PASSAGE:
----

Wound repair smart sensor could help nurses assess patient healing
Researchers developing microsensor to monitor wound healing from within a bandage
Researchers at Heriot-Watt University in Edinburgh developing microsensor to monitor wound healing from within a bandage
A wound repair sensor is being developed that could help nurses keep track of how patients are healing.
Engineers at Heriot-Watt University in Edinburgh are working on the microsensor, which would assess wound repair from within a bandage by monitoring tiny mechanical changes in the body’s tissue.
Wound care costs the NHS billions each year
It is estimated wounds –including burns, diabetic ulcers, caesarean section scars, surgical incisions and simple cuts – cost the NHS between £4.5 billion and £5.1 billion a year.
Biomedical engineer Michael Crichton, who was awarded £360,000 from the Engineering and Physical Sciences Research Council for the two-year project, said the aim is to ‘understand what actually happens in a wound’.
‘We're working to create a small sensor that can be embedded in a bandage to measure changes in a wound's properties without interfering with the process,’ he said.

----

(Dataset entries)
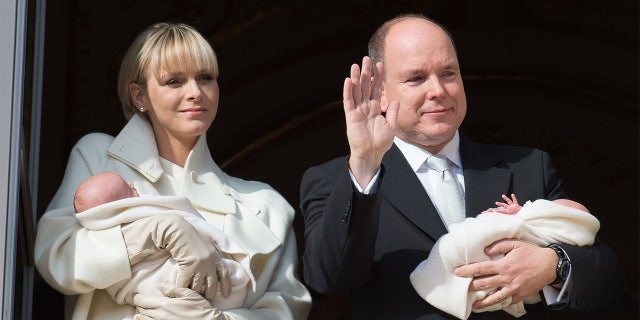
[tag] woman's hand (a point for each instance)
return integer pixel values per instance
(370, 133)
(199, 258)
(179, 303)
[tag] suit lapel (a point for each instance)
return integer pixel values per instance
(485, 176)
(404, 191)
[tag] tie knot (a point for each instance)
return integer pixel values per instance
(438, 162)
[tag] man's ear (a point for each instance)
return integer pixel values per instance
(384, 104)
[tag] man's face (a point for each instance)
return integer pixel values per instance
(423, 75)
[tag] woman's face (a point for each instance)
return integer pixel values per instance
(181, 105)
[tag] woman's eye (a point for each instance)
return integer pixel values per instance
(205, 77)
(172, 82)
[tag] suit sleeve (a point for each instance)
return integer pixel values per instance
(341, 227)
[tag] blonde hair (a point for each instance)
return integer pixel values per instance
(168, 46)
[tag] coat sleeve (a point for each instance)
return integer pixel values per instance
(72, 259)
(341, 228)
(285, 296)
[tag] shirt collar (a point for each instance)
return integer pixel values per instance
(416, 156)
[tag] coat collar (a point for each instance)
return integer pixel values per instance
(204, 181)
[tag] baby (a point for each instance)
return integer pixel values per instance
(511, 206)
(106, 199)
(540, 222)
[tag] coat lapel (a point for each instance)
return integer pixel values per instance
(404, 191)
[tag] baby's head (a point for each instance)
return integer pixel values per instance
(100, 189)
(572, 204)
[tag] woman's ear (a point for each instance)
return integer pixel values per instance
(137, 93)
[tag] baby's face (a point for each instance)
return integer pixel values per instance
(125, 190)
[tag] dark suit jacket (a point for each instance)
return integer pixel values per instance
(367, 245)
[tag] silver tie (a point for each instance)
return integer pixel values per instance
(448, 194)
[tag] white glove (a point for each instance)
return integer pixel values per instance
(179, 303)
(198, 256)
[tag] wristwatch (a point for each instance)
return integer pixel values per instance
(564, 264)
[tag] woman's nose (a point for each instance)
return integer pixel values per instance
(193, 90)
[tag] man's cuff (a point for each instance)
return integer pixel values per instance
(371, 187)
(558, 299)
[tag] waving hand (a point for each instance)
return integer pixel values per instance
(370, 133)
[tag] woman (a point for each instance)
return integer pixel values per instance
(169, 92)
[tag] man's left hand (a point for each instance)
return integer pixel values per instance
(518, 270)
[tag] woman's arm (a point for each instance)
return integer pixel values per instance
(70, 258)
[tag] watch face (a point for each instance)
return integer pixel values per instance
(564, 269)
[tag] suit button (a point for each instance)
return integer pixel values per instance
(347, 212)
(194, 176)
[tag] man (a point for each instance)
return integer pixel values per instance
(371, 218)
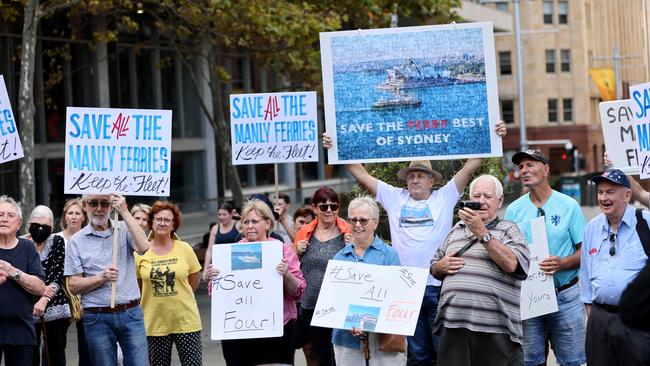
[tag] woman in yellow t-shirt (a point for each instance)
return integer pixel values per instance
(169, 273)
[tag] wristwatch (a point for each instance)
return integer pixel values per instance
(485, 238)
(16, 276)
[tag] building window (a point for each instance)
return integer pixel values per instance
(505, 63)
(550, 61)
(565, 60)
(567, 109)
(563, 12)
(507, 111)
(548, 12)
(552, 110)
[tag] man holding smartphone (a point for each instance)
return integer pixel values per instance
(565, 225)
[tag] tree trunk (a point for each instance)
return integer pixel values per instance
(26, 108)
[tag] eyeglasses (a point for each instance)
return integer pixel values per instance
(332, 206)
(612, 240)
(95, 203)
(361, 220)
(163, 220)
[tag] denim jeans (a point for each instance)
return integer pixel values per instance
(423, 345)
(104, 330)
(565, 329)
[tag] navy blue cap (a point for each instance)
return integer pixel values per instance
(263, 198)
(613, 176)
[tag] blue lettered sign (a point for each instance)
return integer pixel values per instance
(273, 128)
(10, 146)
(110, 150)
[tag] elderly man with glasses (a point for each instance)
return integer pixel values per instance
(565, 225)
(612, 257)
(89, 268)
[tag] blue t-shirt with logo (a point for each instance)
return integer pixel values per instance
(565, 226)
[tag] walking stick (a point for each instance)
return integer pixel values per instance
(47, 351)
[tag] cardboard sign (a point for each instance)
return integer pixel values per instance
(247, 298)
(411, 93)
(10, 146)
(384, 299)
(274, 128)
(126, 151)
(538, 291)
(640, 100)
(620, 135)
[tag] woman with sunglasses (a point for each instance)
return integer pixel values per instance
(169, 273)
(316, 243)
(363, 216)
(257, 221)
(51, 311)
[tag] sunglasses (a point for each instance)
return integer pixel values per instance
(95, 203)
(332, 206)
(612, 240)
(361, 220)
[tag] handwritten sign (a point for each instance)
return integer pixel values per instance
(247, 294)
(384, 299)
(620, 135)
(109, 150)
(538, 291)
(640, 100)
(389, 98)
(274, 128)
(10, 146)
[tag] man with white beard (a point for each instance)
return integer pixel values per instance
(89, 268)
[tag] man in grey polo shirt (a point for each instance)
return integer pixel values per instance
(88, 266)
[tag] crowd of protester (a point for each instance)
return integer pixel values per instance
(470, 308)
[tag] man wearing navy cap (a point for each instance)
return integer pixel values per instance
(565, 225)
(612, 256)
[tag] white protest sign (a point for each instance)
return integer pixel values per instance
(537, 291)
(10, 146)
(273, 128)
(247, 300)
(384, 299)
(640, 97)
(620, 135)
(127, 151)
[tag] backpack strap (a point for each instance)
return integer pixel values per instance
(643, 231)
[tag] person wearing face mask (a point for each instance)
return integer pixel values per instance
(53, 306)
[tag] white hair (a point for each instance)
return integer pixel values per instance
(498, 187)
(13, 202)
(367, 203)
(41, 211)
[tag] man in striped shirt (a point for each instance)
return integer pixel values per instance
(482, 263)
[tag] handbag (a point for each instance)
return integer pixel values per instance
(391, 342)
(74, 301)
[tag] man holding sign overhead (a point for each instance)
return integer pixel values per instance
(419, 219)
(89, 268)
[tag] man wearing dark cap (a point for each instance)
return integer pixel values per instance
(612, 256)
(565, 225)
(420, 218)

----

WORK TASK 1:
Answer these questions from the wound sensor article:
(a) At which university are the engineers developing the microsensor?
(b) What is the estimated yearly cost of wounds to the NHS?
(c) How much funding did Michael Crichton receive, and from which body?
WORK TASK 2: Output the part of the wound sensor article that opens with the words containing "Biomedical engineer Michael" and closes with "process,’ he said.".
WORK TASK 3: Go on with the wound sensor article from the point where it stops.
The records were taken from a separate source.

EXPECTED OUTPUT 1:
(a) Heriot-Watt University in Edinburgh
(b) Between £4.5 billion and £5.1 billion a year
(c) £360,000, from the Engineering and Physical Sciences Research Council

EXPECTED OUTPUT 2:
Biomedical engineer Michael Crichton, who was awarded £360,000 from the Engineering and Physical Sciences Research Council for the two-year project, said the aim is to ‘understand what actually happens in a wound’.
‘We're working to create a small sensor that can be embedded in a bandage to measure changes in a wound's properties without interfering with the process,’ he said.

EXPECTED OUTPUT 3:
‘The sensor will make small mechanical measurements – much like how a doctor would prod a lump – and will tell us how the tissue is changing, or whether the wound needs a different dressing or treatment.’
Smart sensor alerts rather than visual assessments
Dr Crichton said this approach is a step away from traditional wound assessment.
‘At the moment, we judge the progress of wounds on patients' reports of pain and how the wound looks to the naked eye of health professionals,’ he said.
‘Our smart sensor will alert the patient and their care team when intervention is needed to make sure the wound heals better, or when it is all progressing nicely under the bandage.’
University of Edinburgh specialist in wound healing immunology Jenna Cash, who is working with Dr Crichton on the project, said: ‘This is an innovative, patient-focused research project that addresses the urgent need for us to better understand wounds.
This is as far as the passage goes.